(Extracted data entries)
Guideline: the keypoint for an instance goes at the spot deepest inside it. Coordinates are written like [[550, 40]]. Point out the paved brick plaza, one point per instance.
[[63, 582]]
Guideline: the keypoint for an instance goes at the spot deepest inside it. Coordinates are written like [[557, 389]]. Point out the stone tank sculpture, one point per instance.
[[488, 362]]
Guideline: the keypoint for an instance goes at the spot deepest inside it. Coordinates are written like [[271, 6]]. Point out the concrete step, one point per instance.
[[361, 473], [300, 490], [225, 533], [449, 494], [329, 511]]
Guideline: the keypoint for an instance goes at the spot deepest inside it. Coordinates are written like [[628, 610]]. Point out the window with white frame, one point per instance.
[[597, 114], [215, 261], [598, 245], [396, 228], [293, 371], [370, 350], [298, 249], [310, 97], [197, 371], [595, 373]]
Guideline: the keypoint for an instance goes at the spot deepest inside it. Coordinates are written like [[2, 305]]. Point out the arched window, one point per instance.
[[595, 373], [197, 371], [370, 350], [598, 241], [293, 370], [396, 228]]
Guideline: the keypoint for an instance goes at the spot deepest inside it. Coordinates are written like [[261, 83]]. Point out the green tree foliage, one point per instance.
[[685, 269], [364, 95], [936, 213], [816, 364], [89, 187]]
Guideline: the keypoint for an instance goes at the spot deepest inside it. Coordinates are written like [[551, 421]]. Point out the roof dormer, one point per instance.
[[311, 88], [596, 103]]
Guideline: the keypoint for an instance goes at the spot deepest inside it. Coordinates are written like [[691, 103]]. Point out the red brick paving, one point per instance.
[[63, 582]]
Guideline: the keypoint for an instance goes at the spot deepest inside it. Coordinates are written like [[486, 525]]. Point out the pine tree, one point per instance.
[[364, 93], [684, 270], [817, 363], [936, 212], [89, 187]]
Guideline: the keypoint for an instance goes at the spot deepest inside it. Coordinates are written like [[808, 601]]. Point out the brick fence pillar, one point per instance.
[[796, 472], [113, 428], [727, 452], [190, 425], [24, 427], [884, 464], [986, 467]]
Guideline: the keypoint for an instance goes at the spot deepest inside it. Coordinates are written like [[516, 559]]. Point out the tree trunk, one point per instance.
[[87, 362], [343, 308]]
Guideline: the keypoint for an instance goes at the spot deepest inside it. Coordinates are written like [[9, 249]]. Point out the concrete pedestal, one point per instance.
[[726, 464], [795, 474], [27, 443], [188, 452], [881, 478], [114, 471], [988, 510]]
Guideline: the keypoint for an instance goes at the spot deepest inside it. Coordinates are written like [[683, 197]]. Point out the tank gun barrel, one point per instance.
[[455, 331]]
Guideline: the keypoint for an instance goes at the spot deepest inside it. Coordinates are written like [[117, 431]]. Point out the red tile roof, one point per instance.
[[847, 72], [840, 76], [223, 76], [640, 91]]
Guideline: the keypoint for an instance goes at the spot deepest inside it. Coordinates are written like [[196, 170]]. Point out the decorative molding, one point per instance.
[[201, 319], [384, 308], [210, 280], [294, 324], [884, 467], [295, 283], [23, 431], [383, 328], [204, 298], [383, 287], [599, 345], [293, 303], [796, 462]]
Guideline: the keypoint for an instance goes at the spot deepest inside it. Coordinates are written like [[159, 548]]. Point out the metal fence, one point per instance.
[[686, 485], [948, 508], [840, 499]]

__Task instructions__. Would you return the full set of entries, unchanged in every detail?

__Exercise solution__.
Guideline: the keypoint for an instance goes at the spot deepest inside it. Coordinates are written like [[550, 40]]. Point out the paved brick plaza, one point per instance.
[[63, 582]]
Guideline: the keypoint for an instance goes at the spot deepest inside it. Coordinates are written like [[557, 389]]. Point out the stone tank sculpture, one point per instance.
[[488, 362]]
Guideline: the keypoint for an instance goes at the spot deepest inside it. Coordinates are written like [[271, 6]]. Point out the concrete step, one point per instance.
[[361, 473], [300, 490], [225, 533], [449, 494], [329, 511]]
Guideline: the keypoint for an instance goes at the spot deepest inside it. Coordinates are written like [[628, 610]]. Point out the window with white frame, one point per instance.
[[597, 114], [215, 261], [598, 245], [396, 228], [293, 371], [370, 350], [298, 249], [310, 97], [197, 371], [595, 373]]
Guideline: the keypoint for an instance goes at the spot deepest inside it. Coordinates are written like [[2, 305]]. Point out the arched window, one point per instance.
[[595, 373], [197, 371], [370, 350], [598, 241], [293, 370], [396, 228]]
Guideline: the keypoint for an instance goes at the spot deepest inside it. Coordinates are written like [[261, 83]]. Point out the green tree foliage, one point per instance.
[[685, 269], [364, 95], [936, 213], [816, 364], [89, 187]]
Guideline: the keypoint for an instance goes at the spot deepest inside it. Coordinates are written like [[551, 421]]. Point out the roof dormer, one point per instance.
[[311, 88], [596, 103]]
Guideline: the keypoint for an instance goes at the spot deepest inside it. Coordinates are written like [[691, 103]]. Point out the red brick paving, one point per instance.
[[63, 582]]
Guideline: the keypoint for an instance goes at the spot deepest inside it. Coordinates are written like [[486, 525]]. Point out the pine tree, one point per instance.
[[364, 93], [684, 270], [817, 363], [936, 212], [89, 187]]
Guideline: the keypoint for an instance goes at the spot deepest inside it. Coordinates are written like [[808, 601]]. Point out the brick fence pillar, one point per instance.
[[796, 472], [113, 428], [727, 452], [190, 425], [24, 427], [884, 464], [986, 467]]
Guideline: the keypoint for an instance goes at the spot deepest inside it. Coordinates are written like [[516, 559]]. Point out the tree trunk, one point per instance.
[[87, 362], [343, 308]]
Guideline: the keypoint for an instance goes at the spot deepest inside it. Coordinates are written like [[9, 249]]. Point out the concrete pedestal, one point per instance.
[[726, 464], [795, 474], [27, 443], [188, 452], [881, 478], [114, 471], [988, 510]]
Guideline: the keypoint for an instance goes at the spot deepest inside it. Coordinates are written like [[683, 197]]. Point out the tank gun barrel, one point per instance.
[[455, 331]]
Guideline: the keypoint for an instance goes at the spot deepest inside it. Coordinates are written like [[117, 431]]. Point out the red tile roof, one point per instance.
[[847, 72], [840, 76], [223, 76], [640, 91]]
Guideline: the keypoint for an instance goes at the spot deepest inside it. Coordinates are written like [[196, 170]]. Point out the decorative molding, one point per instance.
[[201, 319], [384, 308], [210, 280], [294, 324], [884, 467], [295, 283], [23, 431], [383, 328], [204, 298], [383, 287], [599, 345], [293, 303], [796, 462]]
Guideline: the keypoint for an instance goes at the spot deepest inside it. Coordinates are written like [[159, 548]]. Point out the metal fence, one point per instance.
[[686, 485], [948, 508], [840, 499]]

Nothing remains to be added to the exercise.